● **EXTRACTED DATA**:
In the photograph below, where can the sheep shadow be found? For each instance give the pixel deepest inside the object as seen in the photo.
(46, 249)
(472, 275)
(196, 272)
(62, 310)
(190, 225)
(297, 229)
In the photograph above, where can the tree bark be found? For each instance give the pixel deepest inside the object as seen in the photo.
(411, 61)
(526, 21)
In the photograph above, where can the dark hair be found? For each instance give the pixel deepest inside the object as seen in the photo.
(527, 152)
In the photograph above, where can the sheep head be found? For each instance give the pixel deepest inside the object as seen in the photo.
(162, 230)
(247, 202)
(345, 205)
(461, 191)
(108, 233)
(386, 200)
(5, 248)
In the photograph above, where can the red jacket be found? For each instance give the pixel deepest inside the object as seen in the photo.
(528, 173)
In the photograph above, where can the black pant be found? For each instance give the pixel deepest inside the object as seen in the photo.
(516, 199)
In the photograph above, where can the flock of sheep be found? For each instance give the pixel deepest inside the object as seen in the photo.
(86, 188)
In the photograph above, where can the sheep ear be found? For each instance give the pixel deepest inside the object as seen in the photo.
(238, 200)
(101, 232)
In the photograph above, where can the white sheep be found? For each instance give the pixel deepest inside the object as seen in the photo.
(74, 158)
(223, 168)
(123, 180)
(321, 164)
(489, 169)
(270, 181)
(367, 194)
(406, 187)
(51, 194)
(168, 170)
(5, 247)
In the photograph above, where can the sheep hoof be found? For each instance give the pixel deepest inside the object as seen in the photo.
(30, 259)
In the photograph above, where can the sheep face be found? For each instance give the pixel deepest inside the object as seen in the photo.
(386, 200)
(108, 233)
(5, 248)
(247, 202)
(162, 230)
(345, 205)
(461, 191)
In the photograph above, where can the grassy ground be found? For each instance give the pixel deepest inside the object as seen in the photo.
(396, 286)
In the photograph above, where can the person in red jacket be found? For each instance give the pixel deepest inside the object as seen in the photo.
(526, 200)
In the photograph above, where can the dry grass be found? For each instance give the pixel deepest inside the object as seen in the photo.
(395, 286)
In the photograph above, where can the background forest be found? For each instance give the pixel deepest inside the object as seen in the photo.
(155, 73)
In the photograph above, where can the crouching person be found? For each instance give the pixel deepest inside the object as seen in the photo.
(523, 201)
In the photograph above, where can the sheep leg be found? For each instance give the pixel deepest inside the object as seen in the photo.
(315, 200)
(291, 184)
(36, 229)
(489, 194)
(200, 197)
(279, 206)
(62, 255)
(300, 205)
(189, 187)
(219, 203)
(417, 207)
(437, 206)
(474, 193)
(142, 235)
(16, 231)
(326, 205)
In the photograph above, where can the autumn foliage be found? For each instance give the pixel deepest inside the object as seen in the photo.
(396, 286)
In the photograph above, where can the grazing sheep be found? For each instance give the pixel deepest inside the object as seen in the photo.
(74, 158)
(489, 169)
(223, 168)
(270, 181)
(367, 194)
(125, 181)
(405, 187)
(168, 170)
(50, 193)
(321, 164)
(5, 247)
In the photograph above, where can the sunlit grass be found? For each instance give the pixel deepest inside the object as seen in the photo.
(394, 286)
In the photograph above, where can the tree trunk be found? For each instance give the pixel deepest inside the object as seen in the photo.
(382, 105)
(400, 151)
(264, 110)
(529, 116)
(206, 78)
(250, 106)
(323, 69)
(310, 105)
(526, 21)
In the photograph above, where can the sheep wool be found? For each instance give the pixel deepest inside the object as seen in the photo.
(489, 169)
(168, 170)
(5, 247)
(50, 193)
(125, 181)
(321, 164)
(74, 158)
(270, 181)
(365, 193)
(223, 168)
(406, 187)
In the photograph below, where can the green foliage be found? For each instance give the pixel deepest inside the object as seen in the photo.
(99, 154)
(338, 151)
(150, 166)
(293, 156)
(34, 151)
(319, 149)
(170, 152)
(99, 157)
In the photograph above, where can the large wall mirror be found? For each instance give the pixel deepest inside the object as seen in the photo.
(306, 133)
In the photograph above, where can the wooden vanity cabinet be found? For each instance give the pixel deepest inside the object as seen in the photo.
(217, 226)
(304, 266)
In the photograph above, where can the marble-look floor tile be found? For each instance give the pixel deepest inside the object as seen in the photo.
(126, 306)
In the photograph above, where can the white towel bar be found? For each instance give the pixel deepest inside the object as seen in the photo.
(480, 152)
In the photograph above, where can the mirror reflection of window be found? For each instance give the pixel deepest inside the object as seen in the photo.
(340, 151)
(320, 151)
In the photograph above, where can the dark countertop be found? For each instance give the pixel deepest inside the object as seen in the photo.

● **GOAL OF THE EXERCISE**: Quote only the lines from the line containing "In the photograph above, where can the tree trunk" through the end of the entries, keeping the first and the last.

● **SOLUTION TO THIS TASK**:
In the photograph above, where can the tree trunk be found? For each instance give the pixel deepest inside the object as seen in the photo.
(382, 105)
(400, 151)
(264, 110)
(529, 116)
(206, 78)
(250, 106)
(323, 69)
(310, 105)
(526, 21)
In the photograph above, where can the sheep wool be found? For each instance give the pixel deepest inside the object as seen in the photo.
(489, 169)
(168, 170)
(5, 247)
(50, 193)
(125, 181)
(321, 164)
(74, 158)
(270, 181)
(365, 193)
(223, 168)
(406, 187)
In the photograph below, where can the green foliage be found? For each instance give the pixel deepest inside the object as seen in the photo.
(99, 154)
(338, 151)
(150, 166)
(293, 156)
(34, 151)
(319, 149)
(170, 152)
(99, 157)
In the photograph above, where can the large wall mirror be found? For each instance give the pixel deepest inside the object as seen in the photo.
(306, 133)
In the photograph above, where can the wooden vanity cabinet be found? For each instance give the pixel deepest inside the object as seen in the photo.
(217, 226)
(304, 266)
In the photograph above, where can the marble-look floor tile be found? For each instance give the pixel deepest inside the object as seen in the photo.
(126, 306)
In the photograph above, where can the white towel bar be found? For each instance give the pixel deepest inside the object as seen in the photo.
(480, 152)
In the photograph above, where can the mirror reflection of window be found? For each instance give the pixel deepest inside the object as seen in the photo.
(340, 151)
(320, 151)
In the photograph above, where can the dark countertop be found? For each instance give the pixel deepest inside the object as seen in the photo.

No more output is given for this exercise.